> **Written exercise**: Please extract every one of the lines below and reproduce them word for word, changing nothing.

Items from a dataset
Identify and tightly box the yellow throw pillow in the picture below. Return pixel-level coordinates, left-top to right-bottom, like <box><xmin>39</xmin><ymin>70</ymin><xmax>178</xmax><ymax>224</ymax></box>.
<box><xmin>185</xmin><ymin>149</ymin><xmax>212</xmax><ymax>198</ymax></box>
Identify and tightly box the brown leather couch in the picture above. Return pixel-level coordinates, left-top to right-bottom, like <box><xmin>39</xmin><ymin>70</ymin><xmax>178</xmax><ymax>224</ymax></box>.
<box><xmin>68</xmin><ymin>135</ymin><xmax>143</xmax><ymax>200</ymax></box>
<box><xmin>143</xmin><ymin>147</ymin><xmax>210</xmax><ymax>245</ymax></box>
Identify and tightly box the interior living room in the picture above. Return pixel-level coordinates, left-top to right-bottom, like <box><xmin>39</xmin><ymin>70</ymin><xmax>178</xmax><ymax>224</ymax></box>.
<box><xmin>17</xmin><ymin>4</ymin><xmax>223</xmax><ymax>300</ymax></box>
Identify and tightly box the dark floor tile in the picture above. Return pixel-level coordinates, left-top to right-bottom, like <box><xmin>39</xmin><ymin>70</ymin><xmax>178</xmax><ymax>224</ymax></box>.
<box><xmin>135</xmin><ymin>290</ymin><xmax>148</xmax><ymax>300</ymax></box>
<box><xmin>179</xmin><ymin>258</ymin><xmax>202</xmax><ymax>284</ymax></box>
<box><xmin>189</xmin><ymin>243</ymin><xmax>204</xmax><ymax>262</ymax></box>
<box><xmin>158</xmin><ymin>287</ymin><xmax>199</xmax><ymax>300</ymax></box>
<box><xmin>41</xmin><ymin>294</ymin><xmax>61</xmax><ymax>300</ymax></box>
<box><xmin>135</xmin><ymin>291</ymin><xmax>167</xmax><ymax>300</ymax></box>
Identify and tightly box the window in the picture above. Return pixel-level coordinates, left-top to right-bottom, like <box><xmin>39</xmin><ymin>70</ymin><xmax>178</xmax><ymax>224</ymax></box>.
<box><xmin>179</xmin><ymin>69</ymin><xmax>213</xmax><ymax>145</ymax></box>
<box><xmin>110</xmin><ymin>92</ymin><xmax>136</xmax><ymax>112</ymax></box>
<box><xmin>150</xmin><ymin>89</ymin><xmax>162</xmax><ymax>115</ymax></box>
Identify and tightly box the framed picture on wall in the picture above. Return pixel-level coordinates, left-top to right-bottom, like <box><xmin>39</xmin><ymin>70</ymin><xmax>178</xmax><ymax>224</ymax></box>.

> **Response**:
Identify and tightly box the yellow throw pillow in the picture below. Return pixel-level coordinates, left-top to right-bottom, like <box><xmin>39</xmin><ymin>70</ymin><xmax>178</xmax><ymax>224</ymax></box>.
<box><xmin>185</xmin><ymin>149</ymin><xmax>212</xmax><ymax>198</ymax></box>
Identify and tightly box the brown leather couch in the picture above. Return pixel-level coordinates, left-top to right-bottom, like <box><xmin>39</xmin><ymin>70</ymin><xmax>178</xmax><ymax>224</ymax></box>.
<box><xmin>68</xmin><ymin>135</ymin><xmax>143</xmax><ymax>200</ymax></box>
<box><xmin>143</xmin><ymin>147</ymin><xmax>210</xmax><ymax>245</ymax></box>
Identify and tightly box the interior living room in the picture above. Return pixel-level coordinates, left-top to right-bottom, like <box><xmin>39</xmin><ymin>70</ymin><xmax>178</xmax><ymax>224</ymax></box>.
<box><xmin>17</xmin><ymin>4</ymin><xmax>223</xmax><ymax>300</ymax></box>
Identify and tightly box the dark floor tile in the picture above. Return pixel-level coordinates, left-top to right-bottom, like <box><xmin>39</xmin><ymin>70</ymin><xmax>178</xmax><ymax>224</ymax></box>.
<box><xmin>135</xmin><ymin>290</ymin><xmax>148</xmax><ymax>300</ymax></box>
<box><xmin>179</xmin><ymin>258</ymin><xmax>202</xmax><ymax>284</ymax></box>
<box><xmin>189</xmin><ymin>243</ymin><xmax>204</xmax><ymax>262</ymax></box>
<box><xmin>158</xmin><ymin>287</ymin><xmax>199</xmax><ymax>300</ymax></box>
<box><xmin>41</xmin><ymin>294</ymin><xmax>61</xmax><ymax>300</ymax></box>
<box><xmin>135</xmin><ymin>291</ymin><xmax>167</xmax><ymax>300</ymax></box>
Identify and tightly box the window in the picture above. Return pixel-level coordinates, left-top to right-bottom, like <box><xmin>39</xmin><ymin>70</ymin><xmax>178</xmax><ymax>224</ymax></box>.
<box><xmin>179</xmin><ymin>69</ymin><xmax>213</xmax><ymax>145</ymax></box>
<box><xmin>110</xmin><ymin>92</ymin><xmax>136</xmax><ymax>112</ymax></box>
<box><xmin>150</xmin><ymin>89</ymin><xmax>162</xmax><ymax>115</ymax></box>
Identify and tightly box the framed picture on wall in the picture above. Return pixel-level coordinates, left-top to right-bottom, like <box><xmin>39</xmin><ymin>70</ymin><xmax>178</xmax><ymax>224</ymax></box>.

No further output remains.